**TO DO:**
Can you locate each row below that contains the word "line" and copy it out in full?

#### RECORDED INFORMATION

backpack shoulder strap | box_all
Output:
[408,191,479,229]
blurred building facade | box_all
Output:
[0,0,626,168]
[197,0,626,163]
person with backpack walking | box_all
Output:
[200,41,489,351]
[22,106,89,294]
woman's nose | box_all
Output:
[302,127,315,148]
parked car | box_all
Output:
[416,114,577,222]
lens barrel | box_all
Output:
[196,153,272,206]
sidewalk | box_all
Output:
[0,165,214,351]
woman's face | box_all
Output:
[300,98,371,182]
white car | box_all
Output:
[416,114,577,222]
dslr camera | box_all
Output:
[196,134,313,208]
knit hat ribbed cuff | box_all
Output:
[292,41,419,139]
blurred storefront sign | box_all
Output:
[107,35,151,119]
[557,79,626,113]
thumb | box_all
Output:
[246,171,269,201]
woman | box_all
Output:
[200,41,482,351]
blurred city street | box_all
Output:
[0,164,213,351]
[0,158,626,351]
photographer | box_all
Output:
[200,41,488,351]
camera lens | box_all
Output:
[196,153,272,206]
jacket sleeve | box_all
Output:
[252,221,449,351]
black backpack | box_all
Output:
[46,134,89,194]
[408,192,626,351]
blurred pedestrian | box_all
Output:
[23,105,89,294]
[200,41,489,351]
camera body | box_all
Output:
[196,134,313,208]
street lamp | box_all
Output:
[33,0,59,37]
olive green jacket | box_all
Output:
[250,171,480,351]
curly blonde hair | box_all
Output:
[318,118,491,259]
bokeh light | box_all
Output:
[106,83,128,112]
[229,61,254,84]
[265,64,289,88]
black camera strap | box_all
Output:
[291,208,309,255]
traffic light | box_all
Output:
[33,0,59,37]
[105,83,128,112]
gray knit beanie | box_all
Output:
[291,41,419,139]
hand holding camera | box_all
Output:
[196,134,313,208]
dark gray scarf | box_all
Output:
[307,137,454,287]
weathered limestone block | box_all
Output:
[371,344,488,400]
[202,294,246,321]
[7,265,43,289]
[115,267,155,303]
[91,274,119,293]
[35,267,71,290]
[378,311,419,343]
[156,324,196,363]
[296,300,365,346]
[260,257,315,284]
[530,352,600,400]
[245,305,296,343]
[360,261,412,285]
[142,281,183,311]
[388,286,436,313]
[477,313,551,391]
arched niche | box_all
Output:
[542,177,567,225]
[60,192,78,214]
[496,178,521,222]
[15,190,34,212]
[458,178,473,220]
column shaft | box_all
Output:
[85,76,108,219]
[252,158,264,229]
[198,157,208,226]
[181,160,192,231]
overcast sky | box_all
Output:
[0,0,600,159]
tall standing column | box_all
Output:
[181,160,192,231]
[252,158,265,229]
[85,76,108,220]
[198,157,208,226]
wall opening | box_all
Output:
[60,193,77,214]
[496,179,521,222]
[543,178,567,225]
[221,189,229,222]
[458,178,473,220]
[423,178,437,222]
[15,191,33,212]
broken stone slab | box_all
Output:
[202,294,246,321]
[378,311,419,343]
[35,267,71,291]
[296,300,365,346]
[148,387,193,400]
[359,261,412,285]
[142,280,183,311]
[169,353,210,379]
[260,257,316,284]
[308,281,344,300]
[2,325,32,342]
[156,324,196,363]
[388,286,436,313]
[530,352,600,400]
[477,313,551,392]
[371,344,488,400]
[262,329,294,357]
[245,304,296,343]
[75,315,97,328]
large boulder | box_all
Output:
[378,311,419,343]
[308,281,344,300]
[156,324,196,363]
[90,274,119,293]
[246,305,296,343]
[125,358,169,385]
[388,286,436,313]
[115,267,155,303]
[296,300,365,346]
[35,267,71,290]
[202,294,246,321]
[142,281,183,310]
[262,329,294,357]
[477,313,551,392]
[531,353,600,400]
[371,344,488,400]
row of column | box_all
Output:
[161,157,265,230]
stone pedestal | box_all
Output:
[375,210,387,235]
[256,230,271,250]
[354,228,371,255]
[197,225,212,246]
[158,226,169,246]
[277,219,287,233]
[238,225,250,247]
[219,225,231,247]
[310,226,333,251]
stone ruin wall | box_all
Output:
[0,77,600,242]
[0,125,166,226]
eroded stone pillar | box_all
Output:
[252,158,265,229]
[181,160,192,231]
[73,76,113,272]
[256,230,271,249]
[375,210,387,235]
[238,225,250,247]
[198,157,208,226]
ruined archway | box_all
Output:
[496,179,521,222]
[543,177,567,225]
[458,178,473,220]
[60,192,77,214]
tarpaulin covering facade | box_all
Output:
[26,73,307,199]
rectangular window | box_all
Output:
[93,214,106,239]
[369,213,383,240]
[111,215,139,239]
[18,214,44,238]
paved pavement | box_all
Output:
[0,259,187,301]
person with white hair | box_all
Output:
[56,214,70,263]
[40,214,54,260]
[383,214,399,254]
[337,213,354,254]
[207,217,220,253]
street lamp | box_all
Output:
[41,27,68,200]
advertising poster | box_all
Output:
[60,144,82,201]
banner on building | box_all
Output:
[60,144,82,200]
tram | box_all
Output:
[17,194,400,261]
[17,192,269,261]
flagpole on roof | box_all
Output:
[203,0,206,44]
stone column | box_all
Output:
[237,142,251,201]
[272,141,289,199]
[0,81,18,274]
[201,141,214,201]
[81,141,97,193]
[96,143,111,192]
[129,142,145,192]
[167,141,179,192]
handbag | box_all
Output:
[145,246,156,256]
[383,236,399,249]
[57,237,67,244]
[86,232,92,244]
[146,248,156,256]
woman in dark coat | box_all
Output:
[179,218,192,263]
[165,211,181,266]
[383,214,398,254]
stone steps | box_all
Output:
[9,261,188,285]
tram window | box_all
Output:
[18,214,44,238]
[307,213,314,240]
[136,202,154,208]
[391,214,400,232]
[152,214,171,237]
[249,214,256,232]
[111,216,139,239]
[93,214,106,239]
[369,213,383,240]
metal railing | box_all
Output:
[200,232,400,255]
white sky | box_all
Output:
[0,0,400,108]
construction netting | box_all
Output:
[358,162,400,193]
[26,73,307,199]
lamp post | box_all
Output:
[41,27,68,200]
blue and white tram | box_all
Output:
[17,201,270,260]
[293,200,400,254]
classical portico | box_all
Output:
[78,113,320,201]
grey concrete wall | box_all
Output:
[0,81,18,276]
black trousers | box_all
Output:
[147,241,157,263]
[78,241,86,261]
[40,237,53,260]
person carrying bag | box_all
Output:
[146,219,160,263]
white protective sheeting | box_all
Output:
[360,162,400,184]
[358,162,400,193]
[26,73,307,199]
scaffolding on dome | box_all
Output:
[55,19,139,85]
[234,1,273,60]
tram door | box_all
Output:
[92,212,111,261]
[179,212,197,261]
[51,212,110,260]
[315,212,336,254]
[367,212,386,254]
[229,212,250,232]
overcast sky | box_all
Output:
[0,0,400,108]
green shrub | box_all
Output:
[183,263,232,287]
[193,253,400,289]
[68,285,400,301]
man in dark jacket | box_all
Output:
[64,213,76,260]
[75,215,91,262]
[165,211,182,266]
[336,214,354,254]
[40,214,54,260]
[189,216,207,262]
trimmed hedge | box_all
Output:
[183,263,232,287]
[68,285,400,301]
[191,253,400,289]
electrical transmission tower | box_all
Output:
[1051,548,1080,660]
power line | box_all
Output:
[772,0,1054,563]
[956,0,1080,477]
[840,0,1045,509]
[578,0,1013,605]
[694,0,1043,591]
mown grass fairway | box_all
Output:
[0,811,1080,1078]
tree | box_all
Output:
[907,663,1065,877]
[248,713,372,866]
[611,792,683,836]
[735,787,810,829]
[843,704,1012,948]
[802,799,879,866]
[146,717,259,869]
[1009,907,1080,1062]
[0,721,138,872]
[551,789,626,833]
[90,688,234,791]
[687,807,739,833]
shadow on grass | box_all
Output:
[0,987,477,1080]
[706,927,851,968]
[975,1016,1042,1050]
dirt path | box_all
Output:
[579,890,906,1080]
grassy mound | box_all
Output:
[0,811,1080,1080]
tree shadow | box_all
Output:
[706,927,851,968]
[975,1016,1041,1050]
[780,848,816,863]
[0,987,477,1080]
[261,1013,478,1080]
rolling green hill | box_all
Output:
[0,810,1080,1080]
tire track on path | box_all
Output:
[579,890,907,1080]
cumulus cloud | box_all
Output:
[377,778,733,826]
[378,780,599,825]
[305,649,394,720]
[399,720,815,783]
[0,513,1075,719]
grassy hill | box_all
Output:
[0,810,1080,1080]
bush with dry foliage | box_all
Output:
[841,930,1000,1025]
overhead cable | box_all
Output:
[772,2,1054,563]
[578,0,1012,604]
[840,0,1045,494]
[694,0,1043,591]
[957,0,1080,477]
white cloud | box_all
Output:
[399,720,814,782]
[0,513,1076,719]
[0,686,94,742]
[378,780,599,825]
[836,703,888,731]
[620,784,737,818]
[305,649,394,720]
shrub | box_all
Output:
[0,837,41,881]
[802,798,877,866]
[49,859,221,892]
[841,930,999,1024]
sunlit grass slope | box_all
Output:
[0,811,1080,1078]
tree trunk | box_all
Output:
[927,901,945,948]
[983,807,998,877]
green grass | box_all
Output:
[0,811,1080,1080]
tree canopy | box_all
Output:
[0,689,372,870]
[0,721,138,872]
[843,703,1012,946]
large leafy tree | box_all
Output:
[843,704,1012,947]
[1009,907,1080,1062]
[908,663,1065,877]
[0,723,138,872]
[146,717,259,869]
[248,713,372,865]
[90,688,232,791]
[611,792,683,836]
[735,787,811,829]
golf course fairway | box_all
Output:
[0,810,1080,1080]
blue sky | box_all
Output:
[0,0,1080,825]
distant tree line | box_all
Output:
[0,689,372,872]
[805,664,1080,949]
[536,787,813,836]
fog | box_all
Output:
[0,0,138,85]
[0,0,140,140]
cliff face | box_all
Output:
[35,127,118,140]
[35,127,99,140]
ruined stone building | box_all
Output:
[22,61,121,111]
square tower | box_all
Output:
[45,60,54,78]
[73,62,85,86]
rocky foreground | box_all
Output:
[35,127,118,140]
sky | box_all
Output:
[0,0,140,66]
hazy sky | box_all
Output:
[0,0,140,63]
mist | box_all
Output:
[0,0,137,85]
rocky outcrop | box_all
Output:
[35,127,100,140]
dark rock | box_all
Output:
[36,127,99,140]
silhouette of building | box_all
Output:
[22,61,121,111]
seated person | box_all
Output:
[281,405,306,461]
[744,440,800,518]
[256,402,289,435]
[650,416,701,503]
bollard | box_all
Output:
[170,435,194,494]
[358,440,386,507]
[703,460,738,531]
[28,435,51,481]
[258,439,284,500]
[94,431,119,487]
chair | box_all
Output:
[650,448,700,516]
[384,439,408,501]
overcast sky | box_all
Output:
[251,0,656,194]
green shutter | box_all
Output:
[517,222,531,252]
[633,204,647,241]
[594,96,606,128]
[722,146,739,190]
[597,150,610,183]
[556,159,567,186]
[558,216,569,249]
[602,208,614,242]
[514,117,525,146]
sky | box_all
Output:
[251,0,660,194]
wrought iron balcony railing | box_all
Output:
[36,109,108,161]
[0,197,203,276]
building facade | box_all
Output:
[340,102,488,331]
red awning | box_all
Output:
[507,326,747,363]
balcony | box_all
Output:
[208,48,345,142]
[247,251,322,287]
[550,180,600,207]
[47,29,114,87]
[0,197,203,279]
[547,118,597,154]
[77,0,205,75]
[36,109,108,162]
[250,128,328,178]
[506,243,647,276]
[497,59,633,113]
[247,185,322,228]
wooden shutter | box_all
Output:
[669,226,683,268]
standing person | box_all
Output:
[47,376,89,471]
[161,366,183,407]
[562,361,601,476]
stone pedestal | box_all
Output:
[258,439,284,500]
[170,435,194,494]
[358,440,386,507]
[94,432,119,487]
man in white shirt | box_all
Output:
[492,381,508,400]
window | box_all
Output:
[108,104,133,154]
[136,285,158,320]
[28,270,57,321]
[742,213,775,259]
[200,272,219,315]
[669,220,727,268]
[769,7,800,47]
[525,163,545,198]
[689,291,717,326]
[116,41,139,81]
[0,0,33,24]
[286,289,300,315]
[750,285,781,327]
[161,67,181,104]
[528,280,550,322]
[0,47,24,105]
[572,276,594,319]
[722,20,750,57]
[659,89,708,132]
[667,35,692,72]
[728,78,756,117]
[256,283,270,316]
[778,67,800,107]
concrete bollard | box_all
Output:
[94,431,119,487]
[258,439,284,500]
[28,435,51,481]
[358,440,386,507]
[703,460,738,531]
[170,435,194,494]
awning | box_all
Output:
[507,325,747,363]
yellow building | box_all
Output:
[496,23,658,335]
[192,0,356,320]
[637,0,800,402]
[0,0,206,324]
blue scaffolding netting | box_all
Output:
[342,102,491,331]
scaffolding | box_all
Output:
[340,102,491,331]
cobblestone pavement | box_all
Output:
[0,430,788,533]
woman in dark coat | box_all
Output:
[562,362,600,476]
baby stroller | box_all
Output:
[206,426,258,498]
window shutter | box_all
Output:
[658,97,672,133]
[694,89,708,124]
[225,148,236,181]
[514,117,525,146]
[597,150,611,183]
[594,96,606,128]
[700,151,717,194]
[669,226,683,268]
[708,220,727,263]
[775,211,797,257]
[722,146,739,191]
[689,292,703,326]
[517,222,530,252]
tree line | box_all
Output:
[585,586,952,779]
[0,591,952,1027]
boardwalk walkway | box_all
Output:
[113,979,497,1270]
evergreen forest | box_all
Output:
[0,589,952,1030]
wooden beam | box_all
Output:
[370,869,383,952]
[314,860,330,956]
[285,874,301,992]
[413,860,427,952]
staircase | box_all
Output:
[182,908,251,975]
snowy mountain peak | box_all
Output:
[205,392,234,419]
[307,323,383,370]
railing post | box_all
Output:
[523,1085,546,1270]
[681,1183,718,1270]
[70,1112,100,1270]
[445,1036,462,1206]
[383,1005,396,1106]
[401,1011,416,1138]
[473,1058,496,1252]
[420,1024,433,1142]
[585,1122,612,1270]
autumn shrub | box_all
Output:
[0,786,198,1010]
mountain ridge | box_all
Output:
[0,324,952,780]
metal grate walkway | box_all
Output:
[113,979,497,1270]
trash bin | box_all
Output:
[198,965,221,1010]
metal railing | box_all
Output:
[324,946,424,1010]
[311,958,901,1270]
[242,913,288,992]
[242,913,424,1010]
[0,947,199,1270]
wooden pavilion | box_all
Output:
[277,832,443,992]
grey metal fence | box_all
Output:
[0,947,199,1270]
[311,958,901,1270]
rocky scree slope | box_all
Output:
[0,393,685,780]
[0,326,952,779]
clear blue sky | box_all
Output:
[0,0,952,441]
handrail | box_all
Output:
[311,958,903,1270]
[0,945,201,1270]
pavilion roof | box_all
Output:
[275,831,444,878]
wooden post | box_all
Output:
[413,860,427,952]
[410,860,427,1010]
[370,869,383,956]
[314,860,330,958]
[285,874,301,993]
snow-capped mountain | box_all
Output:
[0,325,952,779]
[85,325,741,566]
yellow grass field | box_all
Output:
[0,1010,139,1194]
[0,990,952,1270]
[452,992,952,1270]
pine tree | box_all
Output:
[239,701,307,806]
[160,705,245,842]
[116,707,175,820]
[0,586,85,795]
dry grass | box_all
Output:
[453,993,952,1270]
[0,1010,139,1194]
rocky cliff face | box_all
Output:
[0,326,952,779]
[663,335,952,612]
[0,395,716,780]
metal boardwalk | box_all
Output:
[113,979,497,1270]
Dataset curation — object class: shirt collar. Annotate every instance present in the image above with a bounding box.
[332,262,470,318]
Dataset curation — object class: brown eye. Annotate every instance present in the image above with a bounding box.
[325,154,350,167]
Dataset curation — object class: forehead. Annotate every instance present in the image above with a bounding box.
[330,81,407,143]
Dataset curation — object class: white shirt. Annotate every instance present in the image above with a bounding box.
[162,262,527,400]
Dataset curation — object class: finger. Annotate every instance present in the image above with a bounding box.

########

**OUTPUT OF THE TASK:**
power line | box_all
distant tree line | box_all
tree line | box_all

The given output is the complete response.